= Beginning of Section =
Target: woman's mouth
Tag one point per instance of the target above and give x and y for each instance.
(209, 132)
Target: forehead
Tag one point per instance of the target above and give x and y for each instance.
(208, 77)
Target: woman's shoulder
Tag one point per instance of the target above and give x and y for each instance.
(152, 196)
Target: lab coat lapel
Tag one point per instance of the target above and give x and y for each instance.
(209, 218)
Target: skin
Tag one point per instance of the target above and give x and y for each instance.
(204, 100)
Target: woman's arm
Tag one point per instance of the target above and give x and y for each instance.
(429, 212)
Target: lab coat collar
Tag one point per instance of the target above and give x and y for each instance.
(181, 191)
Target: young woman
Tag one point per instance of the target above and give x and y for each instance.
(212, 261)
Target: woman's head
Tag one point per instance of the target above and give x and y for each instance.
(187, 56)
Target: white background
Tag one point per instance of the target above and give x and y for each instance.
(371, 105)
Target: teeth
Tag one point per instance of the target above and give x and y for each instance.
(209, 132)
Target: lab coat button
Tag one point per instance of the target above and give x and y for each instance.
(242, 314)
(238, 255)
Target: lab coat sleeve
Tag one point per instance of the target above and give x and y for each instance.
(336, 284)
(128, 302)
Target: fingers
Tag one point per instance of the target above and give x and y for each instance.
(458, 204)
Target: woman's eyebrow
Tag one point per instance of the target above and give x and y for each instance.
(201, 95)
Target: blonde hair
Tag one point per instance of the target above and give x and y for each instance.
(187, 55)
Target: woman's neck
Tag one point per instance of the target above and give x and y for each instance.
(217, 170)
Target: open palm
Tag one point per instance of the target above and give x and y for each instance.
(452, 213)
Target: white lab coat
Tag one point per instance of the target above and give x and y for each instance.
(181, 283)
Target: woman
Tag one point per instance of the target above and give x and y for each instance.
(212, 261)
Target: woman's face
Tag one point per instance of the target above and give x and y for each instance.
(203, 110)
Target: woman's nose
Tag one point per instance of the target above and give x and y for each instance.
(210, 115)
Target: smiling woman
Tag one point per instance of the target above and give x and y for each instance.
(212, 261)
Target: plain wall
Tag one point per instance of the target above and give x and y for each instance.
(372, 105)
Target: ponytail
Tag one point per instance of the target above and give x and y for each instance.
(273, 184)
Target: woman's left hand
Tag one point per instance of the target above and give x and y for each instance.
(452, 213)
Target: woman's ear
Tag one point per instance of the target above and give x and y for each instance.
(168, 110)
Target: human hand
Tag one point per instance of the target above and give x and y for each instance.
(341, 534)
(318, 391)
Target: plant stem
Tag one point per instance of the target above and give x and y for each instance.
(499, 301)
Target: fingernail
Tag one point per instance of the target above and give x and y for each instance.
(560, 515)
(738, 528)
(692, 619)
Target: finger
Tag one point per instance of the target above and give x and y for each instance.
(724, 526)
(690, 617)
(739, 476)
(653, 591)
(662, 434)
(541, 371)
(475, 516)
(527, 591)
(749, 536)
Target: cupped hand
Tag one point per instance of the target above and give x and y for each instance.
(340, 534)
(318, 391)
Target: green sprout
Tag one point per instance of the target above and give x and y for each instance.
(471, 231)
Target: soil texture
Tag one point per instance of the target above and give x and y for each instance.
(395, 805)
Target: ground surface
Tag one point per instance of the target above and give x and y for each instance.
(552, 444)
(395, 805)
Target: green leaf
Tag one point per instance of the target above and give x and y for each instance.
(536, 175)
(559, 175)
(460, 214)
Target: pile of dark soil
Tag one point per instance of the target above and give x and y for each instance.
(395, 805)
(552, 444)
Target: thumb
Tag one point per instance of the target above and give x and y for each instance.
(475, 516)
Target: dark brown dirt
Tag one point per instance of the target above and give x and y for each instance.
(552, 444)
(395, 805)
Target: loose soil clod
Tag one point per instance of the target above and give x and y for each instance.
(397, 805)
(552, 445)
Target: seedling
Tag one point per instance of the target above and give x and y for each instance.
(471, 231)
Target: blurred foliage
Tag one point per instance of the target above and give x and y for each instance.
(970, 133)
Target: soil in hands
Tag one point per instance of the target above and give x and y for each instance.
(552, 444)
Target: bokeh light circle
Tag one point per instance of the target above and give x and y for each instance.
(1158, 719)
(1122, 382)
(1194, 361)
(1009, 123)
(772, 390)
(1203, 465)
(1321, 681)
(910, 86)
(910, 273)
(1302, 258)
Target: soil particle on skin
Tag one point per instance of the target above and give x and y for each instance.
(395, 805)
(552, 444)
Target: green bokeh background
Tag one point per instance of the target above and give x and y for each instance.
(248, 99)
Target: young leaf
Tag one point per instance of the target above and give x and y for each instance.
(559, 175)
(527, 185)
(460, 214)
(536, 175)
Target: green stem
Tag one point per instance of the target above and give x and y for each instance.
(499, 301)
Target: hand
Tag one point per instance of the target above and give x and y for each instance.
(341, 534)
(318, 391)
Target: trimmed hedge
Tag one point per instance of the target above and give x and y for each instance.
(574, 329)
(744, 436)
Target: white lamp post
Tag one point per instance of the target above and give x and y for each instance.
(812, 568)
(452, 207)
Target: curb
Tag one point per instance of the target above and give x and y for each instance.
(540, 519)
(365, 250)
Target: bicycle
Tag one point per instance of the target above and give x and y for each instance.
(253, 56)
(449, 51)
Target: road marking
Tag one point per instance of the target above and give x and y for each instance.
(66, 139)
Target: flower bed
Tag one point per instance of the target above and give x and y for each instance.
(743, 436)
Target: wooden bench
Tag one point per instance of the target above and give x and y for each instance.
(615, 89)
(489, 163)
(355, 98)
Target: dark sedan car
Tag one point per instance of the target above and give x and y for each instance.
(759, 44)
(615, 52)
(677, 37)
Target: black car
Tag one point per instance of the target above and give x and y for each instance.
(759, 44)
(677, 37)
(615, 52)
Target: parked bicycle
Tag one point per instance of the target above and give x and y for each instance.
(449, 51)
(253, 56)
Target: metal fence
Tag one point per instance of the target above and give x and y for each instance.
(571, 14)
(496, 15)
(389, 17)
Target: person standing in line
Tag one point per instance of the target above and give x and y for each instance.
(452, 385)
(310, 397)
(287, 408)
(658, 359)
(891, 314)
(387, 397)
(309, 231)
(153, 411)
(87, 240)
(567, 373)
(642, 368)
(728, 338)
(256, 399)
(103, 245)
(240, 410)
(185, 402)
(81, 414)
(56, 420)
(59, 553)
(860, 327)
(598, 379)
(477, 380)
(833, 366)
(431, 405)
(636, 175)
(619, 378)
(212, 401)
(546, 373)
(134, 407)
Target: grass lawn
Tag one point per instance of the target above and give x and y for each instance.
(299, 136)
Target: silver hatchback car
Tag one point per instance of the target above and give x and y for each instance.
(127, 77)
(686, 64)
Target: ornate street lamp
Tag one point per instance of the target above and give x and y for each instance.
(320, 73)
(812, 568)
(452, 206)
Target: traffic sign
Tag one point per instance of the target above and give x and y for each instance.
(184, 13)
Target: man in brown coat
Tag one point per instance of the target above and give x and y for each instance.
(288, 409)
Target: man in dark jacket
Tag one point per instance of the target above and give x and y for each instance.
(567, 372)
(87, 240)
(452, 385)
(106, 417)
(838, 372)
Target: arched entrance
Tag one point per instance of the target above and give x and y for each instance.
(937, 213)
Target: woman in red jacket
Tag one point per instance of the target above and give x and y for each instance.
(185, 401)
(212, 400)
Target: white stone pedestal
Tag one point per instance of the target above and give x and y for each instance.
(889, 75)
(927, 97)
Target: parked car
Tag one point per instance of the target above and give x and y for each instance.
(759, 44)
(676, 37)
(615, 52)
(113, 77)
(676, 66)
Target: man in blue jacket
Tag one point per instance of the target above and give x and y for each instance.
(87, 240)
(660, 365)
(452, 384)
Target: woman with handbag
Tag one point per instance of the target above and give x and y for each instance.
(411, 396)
= End of Section =
**How to complete this task**
Exactly as they appear above, return all of the records.

**Problem solution**
Target: woman's mouth
Tag one point per instance of the target above and give x and y for each instance.
(209, 132)
Target: forehead
Tag one point per instance of the target above and give x and y for each instance.
(208, 77)
Target: woman's shoulder
Tag one point per instance of the target above and give x and y for each instance.
(152, 196)
Target: lab coat lapel
Tag one point per instance of the target above and give x and y for each instance.
(209, 218)
Target: skin
Tag one point per instance of the target above and give x and y for each instance.
(204, 100)
Target: woman's arm
Tag one point per instance of the target above and give x and y for each instance.
(429, 212)
Target: lab coat collar
Tag one point per instance of the target above and give x and y for each instance.
(181, 191)
Target: young woman
Tag one point per instance of the target above and give x and y for each instance.
(212, 261)
Target: woman's head
Tag one point per instance of the target above and give x and y for each instance.
(187, 56)
Target: white background
Tag one point per instance of the target above and give x and y for each instance.
(371, 105)
Target: teeth
Tag one point per instance of the target above and give x and y for each instance.
(209, 132)
Target: lab coat button
Tag one point per instance of the target above and give x and y for each instance.
(242, 314)
(238, 255)
Target: lab coat sleeve
Tag one point per instance of the target above and give x and y for each instance.
(336, 284)
(128, 302)
Target: fingers
Tag one point per instance of the target above and give x and y for each instance.
(458, 204)
Target: woman's eyebrow
Tag one point per instance of the target above and give x and y for each instance.
(201, 95)
Target: blonde hair
Tag one point per instance of the target above and give x and y for each instance.
(187, 55)
Target: woman's neck
Tag one point per instance of the target above and give x and y for each instance.
(217, 170)
Target: open palm
Tag one point per instance of the target above and give x and y for each instance.
(452, 213)
Target: white lab coat
Tag one point per instance of the target above and give x and y for each instance.
(181, 283)
Target: woman
Tag one point per instance of the target above and give x and y for each instance.
(212, 261)
Target: woman's face
Tag one point per instance of the target above and give x and y for each instance.
(203, 110)
Target: woman's nose
Tag one point per instance of the target above and give x and y for each instance.
(210, 115)
Target: smiling woman
Tag one point per instance of the target above and give x and y for each instance.
(212, 261)
Target: plain wall
Tag one point per instance of the target above and give x and y for each instance.
(372, 105)
Target: ponytail
Tag one point per instance of the target above and give x and y for each instance.
(273, 184)
Target: woman's left hand
Tag one point per instance of the target above and give x and y for each instance.
(452, 213)
Target: woman's ear
Tag one point per instance of the target above and give x and y for each instance.
(168, 110)
Target: human hand
Tag one point per instance of the target above and give x and y for each instance.
(341, 534)
(318, 391)
Target: plant stem
Tag one point per instance of the target above and give x and y for each instance.
(499, 301)
Target: fingernail
Tag one point per instance of the target above and give x and y for each instance.
(560, 515)
(738, 528)
(692, 619)
Target: finger
Tag one point per instance of the target above and give x and y for each instance.
(724, 526)
(690, 617)
(739, 476)
(653, 591)
(662, 434)
(541, 371)
(475, 516)
(527, 591)
(749, 536)
Target: cupped hand
Tag one point per instance of the target above and give x and y for each instance.
(340, 534)
(318, 391)
Target: green sprout
Tag one point per instance of the target above and give x and y for each instance.
(471, 231)
Target: soil texture
Tag one point per instance of the target above and give x and y for each instance.
(395, 805)
Target: ground surface
Tag one point per instance of the target above and give x and y for each instance.
(552, 444)
(395, 805)
Target: green leaf
Tag one point per instance of the target above and give x and y for each instance.
(536, 175)
(559, 175)
(460, 214)
Target: pile of dark soil
Tag one point per instance of the target above and give x and y for each instance.
(395, 805)
(552, 444)
Target: thumb
Tag one point per instance of the target above and give x and y for each instance.
(475, 516)
Target: dark brown dirt
Tag one point per instance of the target above and give x and y for each instance.
(552, 444)
(395, 805)
Target: loose soil clod
Tag one point per instance of the target above and give x and y for each instance.
(397, 805)
(552, 445)
Target: seedling
Tag one point per instance of the target above and give x and y for each instance.
(471, 231)
Target: blurred foliage
Tag one point per instance of the target above and give x and y for each instance.
(970, 133)
Target: soil in hands
Tag one point per instance of the target above and give x and y for each instance.
(552, 444)
Target: bokeh light circle
Tag one point per instance of the target above and give x and y for each instance.
(1158, 719)
(1122, 382)
(1194, 361)
(1009, 123)
(772, 390)
(1203, 465)
(1321, 681)
(910, 86)
(910, 273)
(1302, 258)
Target: soil particle on skin
Tag one point per instance of the target above and give x and y for each instance.
(395, 805)
(552, 444)
Target: green bokeh background
Tag one point per instance of the target above and give x and y for each instance.
(248, 99)
Target: young leaf
Tag one point per instance of the target above and give x and y for each instance.
(559, 175)
(527, 185)
(460, 214)
(536, 175)
Target: green stem
Tag one point per instance of the target above and give x and y for each instance.
(499, 301)
Target: hand
Tag one point per instance of the target above and give x and y for each instance.
(341, 534)
(318, 391)
Target: trimmed hedge
Tag one point per instance of the target above and give x and y for each instance.
(574, 329)
(744, 436)
Target: white lamp post
Tag one point per instance of the target above and give x and y for each instance.
(812, 568)
(452, 207)
Target: curb
Tag one point per instance of the target above and give x and y for each instance.
(540, 519)
(365, 250)
Target: bicycle
Tag one point per instance of the target above and give x and y for each instance.
(253, 56)
(449, 51)
Target: road marking
Tag one point per instance of the target above and give x and y for each instance.
(66, 139)
Target: flower bed
Tag one point per instance of the target above and give x and y for each instance.
(743, 436)
Target: wooden bench
Tag one point per instance of the target above and give x and y for each instance.
(615, 89)
(489, 163)
(355, 98)
Target: dark sedan car
Tag one point per instance of the target above and give x and y for each instance.
(759, 44)
(615, 52)
(677, 37)
Target: black car
Tag one point per instance of the target above and give x and y for each instance.
(759, 44)
(677, 37)
(615, 52)
Target: parked bicycle
Tag one point per instance of the target above and give x and y for each instance.
(449, 51)
(253, 56)
Target: metal fence
Tag one point per instance of the target above and give x and y for each instance.
(571, 14)
(496, 15)
(389, 17)
Target: person standing in line
Tag one point per instance of the target above and give x and y for each instance.
(452, 385)
(310, 397)
(287, 408)
(658, 359)
(891, 314)
(387, 397)
(309, 231)
(153, 411)
(87, 240)
(567, 373)
(642, 368)
(728, 338)
(256, 399)
(103, 245)
(240, 410)
(185, 402)
(81, 414)
(56, 420)
(59, 553)
(860, 327)
(598, 379)
(477, 380)
(833, 366)
(431, 405)
(636, 175)
(619, 378)
(212, 401)
(546, 373)
(134, 407)
Target: grass lawn
Tag one point per instance of the target above and give x and y for each instance.
(299, 136)
Target: silver hatchback car
Tag one point per instance of the target above and give x and y for each instance.
(127, 77)
(686, 64)
Target: ornate street lamp
Tag one point per instance of the target above and give x and y for each instance.
(320, 73)
(812, 568)
(452, 206)
Target: traffic sign
Tag one point per instance of the target above and give x and y for each instance.
(184, 13)
Target: man in brown coat
Tag one point per instance of the target above and give x and y for each instance.
(288, 409)
Target: man in dark jacket
Tag one point per instance of the target above and give x and y for each instance.
(567, 372)
(87, 240)
(452, 385)
(106, 417)
(838, 372)
Target: arched entrance
Tag one point per instance of the target above and give x and y for each instance.
(937, 213)
Target: woman in red jacket
Tag one point per instance of the target above and give x and y for each instance.
(185, 401)
(212, 400)
Target: white stone pedestal
Tag one point per instance of the target above and give x and y for each instance.
(889, 75)
(927, 97)
Target: parked car
Tag one point per instance of the target above and give x and y for each instance.
(759, 44)
(676, 37)
(615, 52)
(113, 77)
(676, 66)
Target: man in blue jacket
Tag one point per instance of the target above and give x and y for each instance.
(87, 240)
(660, 365)
(452, 384)
Target: woman with handbag
Tag one point per instance of the target above and give x and y for each instance.
(411, 396)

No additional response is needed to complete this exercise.